──────── DATASET EXCERPTS ────────
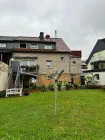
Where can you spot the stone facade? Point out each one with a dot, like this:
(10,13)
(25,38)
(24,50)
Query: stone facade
(60,61)
(3,75)
(75,65)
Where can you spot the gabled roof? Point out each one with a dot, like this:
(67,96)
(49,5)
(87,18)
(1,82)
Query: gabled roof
(100,46)
(60,44)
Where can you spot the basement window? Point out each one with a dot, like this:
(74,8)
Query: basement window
(74,62)
(48,46)
(2,45)
(34,46)
(62,58)
(49,64)
(22,45)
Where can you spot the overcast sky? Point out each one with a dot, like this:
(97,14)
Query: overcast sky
(79,22)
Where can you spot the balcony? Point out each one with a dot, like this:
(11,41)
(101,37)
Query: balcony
(96,59)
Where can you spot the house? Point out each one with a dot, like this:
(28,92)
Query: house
(83,65)
(96,62)
(35,59)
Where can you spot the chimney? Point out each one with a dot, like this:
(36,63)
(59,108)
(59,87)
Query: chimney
(41,36)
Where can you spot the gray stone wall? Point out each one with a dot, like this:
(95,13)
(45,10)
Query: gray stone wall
(75,68)
(66,64)
(57,63)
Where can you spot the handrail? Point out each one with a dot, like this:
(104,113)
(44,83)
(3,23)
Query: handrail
(9,77)
(17,76)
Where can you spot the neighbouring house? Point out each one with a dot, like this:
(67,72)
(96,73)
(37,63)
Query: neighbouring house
(83,68)
(35,59)
(75,66)
(96,62)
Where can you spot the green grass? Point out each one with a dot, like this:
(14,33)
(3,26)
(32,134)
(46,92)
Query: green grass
(80,116)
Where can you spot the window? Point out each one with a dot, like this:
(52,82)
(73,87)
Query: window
(62,58)
(74,62)
(22,45)
(34,46)
(49,63)
(28,63)
(2,45)
(48,46)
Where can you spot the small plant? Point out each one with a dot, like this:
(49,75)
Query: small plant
(76,86)
(67,86)
(59,86)
(2,93)
(26,91)
(43,88)
(51,87)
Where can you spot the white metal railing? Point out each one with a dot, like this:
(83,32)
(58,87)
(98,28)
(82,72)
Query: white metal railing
(9,77)
(99,58)
(14,91)
(17,77)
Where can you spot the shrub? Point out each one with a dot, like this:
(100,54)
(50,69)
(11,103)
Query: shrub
(76,86)
(43,88)
(67,86)
(51,87)
(59,85)
(2,93)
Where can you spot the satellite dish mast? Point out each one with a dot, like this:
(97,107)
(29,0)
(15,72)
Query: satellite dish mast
(55,33)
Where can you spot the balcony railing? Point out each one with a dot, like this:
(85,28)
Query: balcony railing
(100,58)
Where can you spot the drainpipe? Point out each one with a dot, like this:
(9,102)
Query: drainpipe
(1,57)
(70,64)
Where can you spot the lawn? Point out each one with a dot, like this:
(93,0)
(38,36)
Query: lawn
(80,116)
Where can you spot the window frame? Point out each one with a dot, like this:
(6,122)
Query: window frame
(2,45)
(33,45)
(28,64)
(45,45)
(47,64)
(25,44)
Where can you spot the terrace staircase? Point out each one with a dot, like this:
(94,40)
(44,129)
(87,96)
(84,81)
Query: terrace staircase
(14,76)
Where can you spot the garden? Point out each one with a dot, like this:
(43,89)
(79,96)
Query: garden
(80,115)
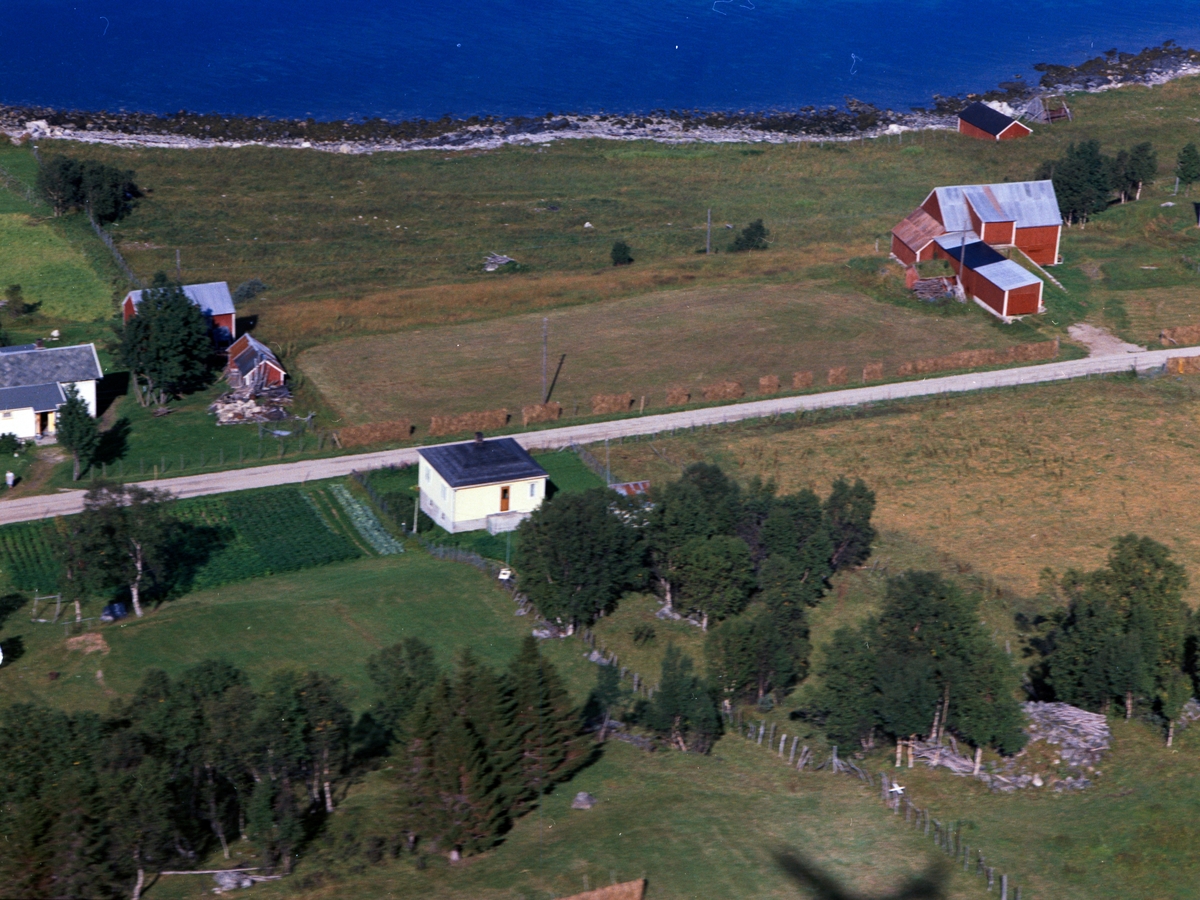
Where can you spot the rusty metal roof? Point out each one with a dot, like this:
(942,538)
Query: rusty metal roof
(1031,204)
(917,229)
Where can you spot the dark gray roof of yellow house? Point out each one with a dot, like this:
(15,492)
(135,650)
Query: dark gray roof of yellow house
(483,462)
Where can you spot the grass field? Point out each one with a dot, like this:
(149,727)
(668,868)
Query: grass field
(1003,483)
(382,243)
(646,345)
(658,815)
(234,537)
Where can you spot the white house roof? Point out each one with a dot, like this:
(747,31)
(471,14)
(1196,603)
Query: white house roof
(60,365)
(1030,204)
(213,298)
(39,397)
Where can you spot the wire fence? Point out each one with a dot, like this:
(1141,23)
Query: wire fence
(951,838)
(117,255)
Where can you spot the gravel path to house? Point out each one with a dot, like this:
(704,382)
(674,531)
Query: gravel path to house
(70,502)
(1101,342)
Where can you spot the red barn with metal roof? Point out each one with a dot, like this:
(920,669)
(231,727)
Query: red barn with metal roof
(979,120)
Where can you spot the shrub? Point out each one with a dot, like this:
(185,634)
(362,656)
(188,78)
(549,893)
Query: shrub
(754,237)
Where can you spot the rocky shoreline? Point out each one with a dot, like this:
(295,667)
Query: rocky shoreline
(857,121)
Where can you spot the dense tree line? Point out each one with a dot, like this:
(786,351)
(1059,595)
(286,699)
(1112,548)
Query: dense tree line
(1085,180)
(93,804)
(1126,635)
(474,748)
(747,563)
(925,665)
(107,192)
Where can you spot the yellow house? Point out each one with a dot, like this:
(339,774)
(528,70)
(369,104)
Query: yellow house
(481,484)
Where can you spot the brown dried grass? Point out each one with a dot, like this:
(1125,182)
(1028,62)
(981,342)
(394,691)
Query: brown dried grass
(485,420)
(610,403)
(375,433)
(678,396)
(541,413)
(724,390)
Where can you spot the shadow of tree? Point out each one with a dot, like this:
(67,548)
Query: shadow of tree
(114,443)
(929,885)
(13,648)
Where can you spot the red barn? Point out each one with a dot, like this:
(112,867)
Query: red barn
(996,283)
(214,300)
(979,120)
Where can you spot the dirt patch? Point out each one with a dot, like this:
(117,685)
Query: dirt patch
(91,642)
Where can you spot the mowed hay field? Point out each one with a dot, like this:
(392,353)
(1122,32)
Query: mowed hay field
(388,241)
(646,346)
(1003,483)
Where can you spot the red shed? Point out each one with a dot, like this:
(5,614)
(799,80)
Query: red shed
(979,120)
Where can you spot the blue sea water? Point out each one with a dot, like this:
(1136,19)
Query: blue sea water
(426,58)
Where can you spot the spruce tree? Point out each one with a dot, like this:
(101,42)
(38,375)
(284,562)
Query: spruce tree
(1187,166)
(576,557)
(167,345)
(400,673)
(715,576)
(547,726)
(77,431)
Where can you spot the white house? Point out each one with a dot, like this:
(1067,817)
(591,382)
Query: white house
(34,381)
(481,484)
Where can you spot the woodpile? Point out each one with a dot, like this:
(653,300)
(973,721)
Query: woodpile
(1183,365)
(243,406)
(768,384)
(1181,336)
(375,433)
(975,359)
(609,403)
(930,289)
(485,420)
(724,390)
(678,396)
(541,413)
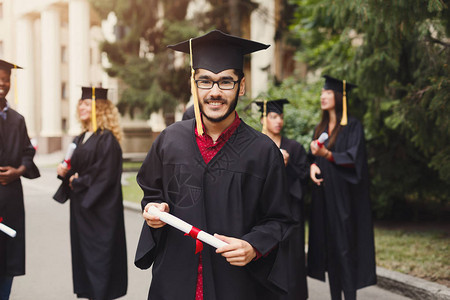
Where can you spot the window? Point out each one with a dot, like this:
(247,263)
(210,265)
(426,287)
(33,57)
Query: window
(63,54)
(63,90)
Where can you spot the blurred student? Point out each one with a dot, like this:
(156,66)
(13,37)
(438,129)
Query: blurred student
(16,160)
(341,239)
(93,185)
(296,162)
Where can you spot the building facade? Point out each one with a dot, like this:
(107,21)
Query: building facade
(57,44)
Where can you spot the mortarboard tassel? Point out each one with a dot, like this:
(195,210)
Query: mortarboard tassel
(16,98)
(198,119)
(344,107)
(93,112)
(264,130)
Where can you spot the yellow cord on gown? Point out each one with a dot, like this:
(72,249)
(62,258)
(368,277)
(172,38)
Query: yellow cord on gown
(16,98)
(93,112)
(264,130)
(198,119)
(344,107)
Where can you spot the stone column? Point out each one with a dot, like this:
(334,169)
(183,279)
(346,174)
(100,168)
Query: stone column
(25,78)
(79,24)
(262,30)
(51,78)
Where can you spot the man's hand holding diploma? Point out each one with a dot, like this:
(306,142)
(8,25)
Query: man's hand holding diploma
(152,220)
(238,252)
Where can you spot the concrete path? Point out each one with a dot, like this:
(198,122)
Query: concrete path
(49,270)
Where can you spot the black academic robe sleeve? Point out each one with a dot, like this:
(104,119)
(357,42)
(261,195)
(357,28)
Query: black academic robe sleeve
(149,179)
(350,161)
(96,178)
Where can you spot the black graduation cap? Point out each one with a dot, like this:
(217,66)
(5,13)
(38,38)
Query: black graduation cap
(4,65)
(87,92)
(217,51)
(272,106)
(342,87)
(266,107)
(94,93)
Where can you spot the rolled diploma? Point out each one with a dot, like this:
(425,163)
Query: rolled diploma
(322,138)
(8,230)
(69,154)
(185,227)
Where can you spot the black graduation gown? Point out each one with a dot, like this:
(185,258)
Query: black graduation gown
(241,193)
(297,174)
(97,231)
(341,239)
(15,150)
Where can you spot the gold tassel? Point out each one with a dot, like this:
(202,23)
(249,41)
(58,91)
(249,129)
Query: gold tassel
(198,119)
(93,112)
(344,107)
(16,97)
(265,118)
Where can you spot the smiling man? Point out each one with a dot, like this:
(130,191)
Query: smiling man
(220,175)
(16,160)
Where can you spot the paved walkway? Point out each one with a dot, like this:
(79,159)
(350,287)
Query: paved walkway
(49,268)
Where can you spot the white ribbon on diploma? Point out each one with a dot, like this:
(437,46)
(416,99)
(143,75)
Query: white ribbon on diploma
(69,153)
(322,138)
(8,230)
(185,227)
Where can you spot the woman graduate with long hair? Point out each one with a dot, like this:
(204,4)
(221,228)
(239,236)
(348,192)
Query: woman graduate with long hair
(93,184)
(341,238)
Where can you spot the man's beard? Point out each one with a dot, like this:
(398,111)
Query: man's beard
(231,109)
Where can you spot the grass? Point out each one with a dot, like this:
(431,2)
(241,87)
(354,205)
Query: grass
(415,249)
(420,251)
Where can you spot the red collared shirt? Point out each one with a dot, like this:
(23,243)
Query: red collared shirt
(209,149)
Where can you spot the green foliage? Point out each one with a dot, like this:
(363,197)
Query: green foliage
(300,116)
(398,52)
(140,58)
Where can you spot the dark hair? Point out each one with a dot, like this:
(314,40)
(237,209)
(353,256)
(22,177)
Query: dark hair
(8,71)
(326,119)
(239,73)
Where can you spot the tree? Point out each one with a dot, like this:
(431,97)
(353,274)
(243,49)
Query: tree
(398,52)
(139,56)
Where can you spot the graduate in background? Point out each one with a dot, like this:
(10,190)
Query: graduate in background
(16,159)
(188,113)
(341,239)
(93,184)
(296,162)
(220,175)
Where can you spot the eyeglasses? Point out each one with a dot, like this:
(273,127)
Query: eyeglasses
(206,84)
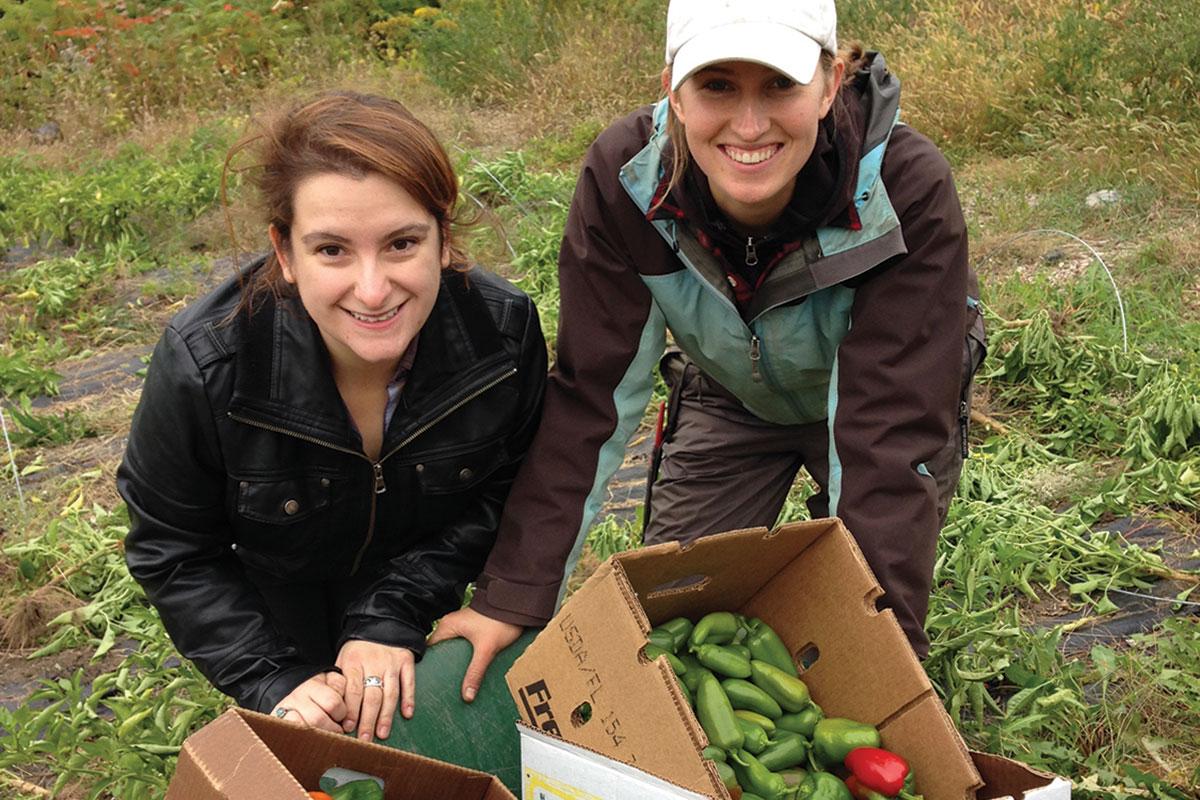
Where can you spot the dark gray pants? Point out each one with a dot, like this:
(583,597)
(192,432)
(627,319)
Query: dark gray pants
(725,469)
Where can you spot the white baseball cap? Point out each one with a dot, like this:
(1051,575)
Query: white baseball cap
(784,35)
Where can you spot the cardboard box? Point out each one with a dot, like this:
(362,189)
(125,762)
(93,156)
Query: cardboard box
(586,680)
(246,756)
(558,770)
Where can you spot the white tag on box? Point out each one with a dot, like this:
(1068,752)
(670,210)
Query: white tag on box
(552,769)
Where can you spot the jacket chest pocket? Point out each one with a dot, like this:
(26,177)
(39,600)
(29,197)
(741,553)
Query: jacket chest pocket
(283,501)
(459,473)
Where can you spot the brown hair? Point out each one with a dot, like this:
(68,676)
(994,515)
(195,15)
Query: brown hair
(853,56)
(352,134)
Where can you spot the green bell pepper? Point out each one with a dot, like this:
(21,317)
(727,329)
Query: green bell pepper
(723,661)
(755,777)
(717,627)
(766,645)
(679,630)
(834,738)
(791,693)
(360,789)
(766,723)
(744,695)
(802,722)
(754,738)
(715,714)
(786,749)
(823,786)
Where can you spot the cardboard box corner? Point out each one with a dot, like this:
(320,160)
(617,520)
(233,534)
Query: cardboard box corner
(249,755)
(585,684)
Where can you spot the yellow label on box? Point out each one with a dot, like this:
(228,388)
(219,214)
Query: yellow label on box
(543,787)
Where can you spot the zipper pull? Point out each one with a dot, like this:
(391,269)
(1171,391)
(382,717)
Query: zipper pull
(751,254)
(755,355)
(964,416)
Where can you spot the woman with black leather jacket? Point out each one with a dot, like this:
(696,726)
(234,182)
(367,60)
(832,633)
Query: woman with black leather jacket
(808,253)
(324,443)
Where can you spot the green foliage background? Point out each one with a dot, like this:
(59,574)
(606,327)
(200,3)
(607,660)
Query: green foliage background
(1090,390)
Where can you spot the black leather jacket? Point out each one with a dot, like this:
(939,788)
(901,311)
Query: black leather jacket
(244,469)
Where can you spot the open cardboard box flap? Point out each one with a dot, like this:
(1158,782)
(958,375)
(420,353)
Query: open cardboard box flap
(249,755)
(586,679)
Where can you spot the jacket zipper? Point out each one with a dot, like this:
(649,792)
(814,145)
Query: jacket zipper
(377,465)
(751,253)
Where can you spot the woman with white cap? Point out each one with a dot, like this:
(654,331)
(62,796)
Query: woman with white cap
(809,256)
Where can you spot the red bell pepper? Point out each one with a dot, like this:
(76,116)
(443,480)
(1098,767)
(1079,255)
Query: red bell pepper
(861,792)
(877,769)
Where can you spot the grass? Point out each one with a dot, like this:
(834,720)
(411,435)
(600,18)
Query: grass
(1081,421)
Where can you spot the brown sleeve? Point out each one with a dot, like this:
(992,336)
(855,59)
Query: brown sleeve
(604,308)
(899,377)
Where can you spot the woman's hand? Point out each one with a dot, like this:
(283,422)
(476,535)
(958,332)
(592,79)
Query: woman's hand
(487,637)
(316,703)
(377,678)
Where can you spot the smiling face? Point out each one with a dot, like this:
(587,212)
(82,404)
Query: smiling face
(750,130)
(366,259)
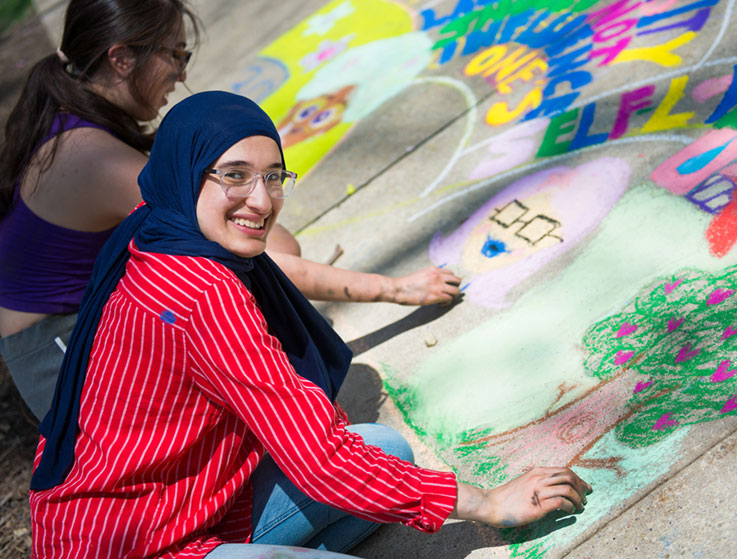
────────
= SHORT EXERCISE =
Please return every line in the rows above that contains the word "lawn".

= WRITTEN SOLUTION =
Where can you spot the lawn? Point out each one with a dot, like this:
Query: lawn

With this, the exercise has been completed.